→ TEXT PROVIDED:
***
Mom got her booster shot today.
Mom got her booster shot today.
Tonight’s kitchen victory: ersatz Double-Doubles (animal style).
Finished reading Highly Irregular: Why Tough, Through, and Dough Don’t Rhyme by Arika Okrent. Full of charming, bite-sized little pieces about why English is the way it is. I already knew much of it, but there was plenty I didn’t know, and a couple times it ventured deeper into linguistics than my dilettante self could quite follow. You know whether or not you would enjoy the book from the title.
Meghan and the bambina made onigiri today. The bambina has been loving Japanese class so far.
Finished reading Harlem Shuffle by Colson Whitehead, a delightful story (or, really, three stories) of crime and family, set in late ’50s and early ’60s Harlem. Highly recommended.
Meghan’s brother died of cancer on Tuesday night. It was expected, but that doesn’t make it easier.
Finished reading My Real Children by Jo Walton. The book started very bluntly, but became much more nuanced well before the halfway point, and was heartbreaking at the end. Not a perfect book, but I very much enjoyed it.
Lots of debris in the neighborhood from yesterday’s moderate windstorm.
***
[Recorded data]
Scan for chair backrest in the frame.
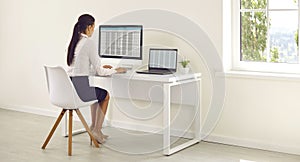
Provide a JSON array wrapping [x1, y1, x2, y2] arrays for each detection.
[[44, 66, 87, 109]]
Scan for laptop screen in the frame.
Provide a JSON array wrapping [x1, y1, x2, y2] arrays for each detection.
[[149, 48, 177, 71]]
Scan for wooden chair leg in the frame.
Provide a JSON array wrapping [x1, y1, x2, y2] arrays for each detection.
[[68, 110, 73, 156], [75, 109, 99, 148], [42, 109, 67, 149]]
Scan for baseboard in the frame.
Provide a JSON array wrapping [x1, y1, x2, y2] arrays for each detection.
[[203, 134, 300, 155], [0, 104, 61, 117], [0, 104, 300, 155]]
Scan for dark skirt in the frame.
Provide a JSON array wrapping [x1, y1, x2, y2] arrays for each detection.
[[70, 76, 107, 103]]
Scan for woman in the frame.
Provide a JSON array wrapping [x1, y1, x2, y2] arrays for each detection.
[[67, 14, 126, 143]]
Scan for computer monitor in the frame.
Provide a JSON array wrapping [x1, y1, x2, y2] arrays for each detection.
[[98, 25, 143, 66]]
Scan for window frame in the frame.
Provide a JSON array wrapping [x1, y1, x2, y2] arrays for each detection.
[[230, 0, 300, 74]]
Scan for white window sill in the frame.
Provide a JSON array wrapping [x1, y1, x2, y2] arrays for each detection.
[[216, 70, 300, 81]]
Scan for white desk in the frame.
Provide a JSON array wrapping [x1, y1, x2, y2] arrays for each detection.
[[90, 72, 201, 155]]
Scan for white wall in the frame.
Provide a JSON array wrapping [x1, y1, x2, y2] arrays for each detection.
[[0, 0, 300, 154]]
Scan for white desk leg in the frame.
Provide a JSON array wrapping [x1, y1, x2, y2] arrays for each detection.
[[194, 79, 202, 142], [163, 84, 171, 155]]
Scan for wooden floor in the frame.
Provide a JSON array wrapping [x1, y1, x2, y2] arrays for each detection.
[[0, 109, 300, 162]]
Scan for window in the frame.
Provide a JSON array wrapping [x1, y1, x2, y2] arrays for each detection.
[[232, 0, 300, 73]]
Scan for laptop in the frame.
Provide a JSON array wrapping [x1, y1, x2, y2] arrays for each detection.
[[136, 48, 177, 75]]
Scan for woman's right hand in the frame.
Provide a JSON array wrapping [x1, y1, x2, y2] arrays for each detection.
[[115, 67, 127, 73]]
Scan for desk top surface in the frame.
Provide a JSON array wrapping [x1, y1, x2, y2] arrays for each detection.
[[96, 71, 201, 82]]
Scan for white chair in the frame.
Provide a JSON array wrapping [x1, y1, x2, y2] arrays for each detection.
[[42, 66, 99, 156]]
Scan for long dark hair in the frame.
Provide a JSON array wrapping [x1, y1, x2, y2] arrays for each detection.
[[67, 14, 95, 66]]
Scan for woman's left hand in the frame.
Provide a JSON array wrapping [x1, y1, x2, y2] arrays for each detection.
[[103, 65, 112, 69]]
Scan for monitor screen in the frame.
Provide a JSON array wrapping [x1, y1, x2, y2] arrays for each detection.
[[99, 25, 143, 60]]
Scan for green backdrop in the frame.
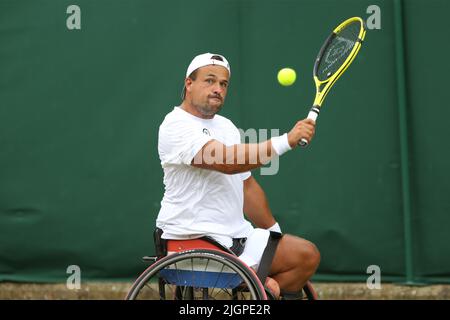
***
→ YOUR INSTRUCTIONS:
Reproduce the diary entries above from "Meghan and the" to "yesterday’s moderate windstorm.", changing nothing.

→ SOLUTION BELOW:
Meghan and the bambina made onigiri today. The bambina has been loving Japanese class so far.
Finished reading Harlem Shuffle by Colson Whitehead, a delightful story (or, really, three stories) of crime and family, set in late ’50s and early ’60s Harlem. Highly recommended.
Meghan’s brother died of cancer on Tuesday night. It was expected, but that doesn’t make it easier.
Finished reading My Real Children by Jo Walton. The book started very bluntly, but became much more nuanced well before the halfway point, and was heartbreaking at the end. Not a perfect book, but I very much enjoyed it.
Lots of debris in the neighborhood from yesterday’s moderate windstorm.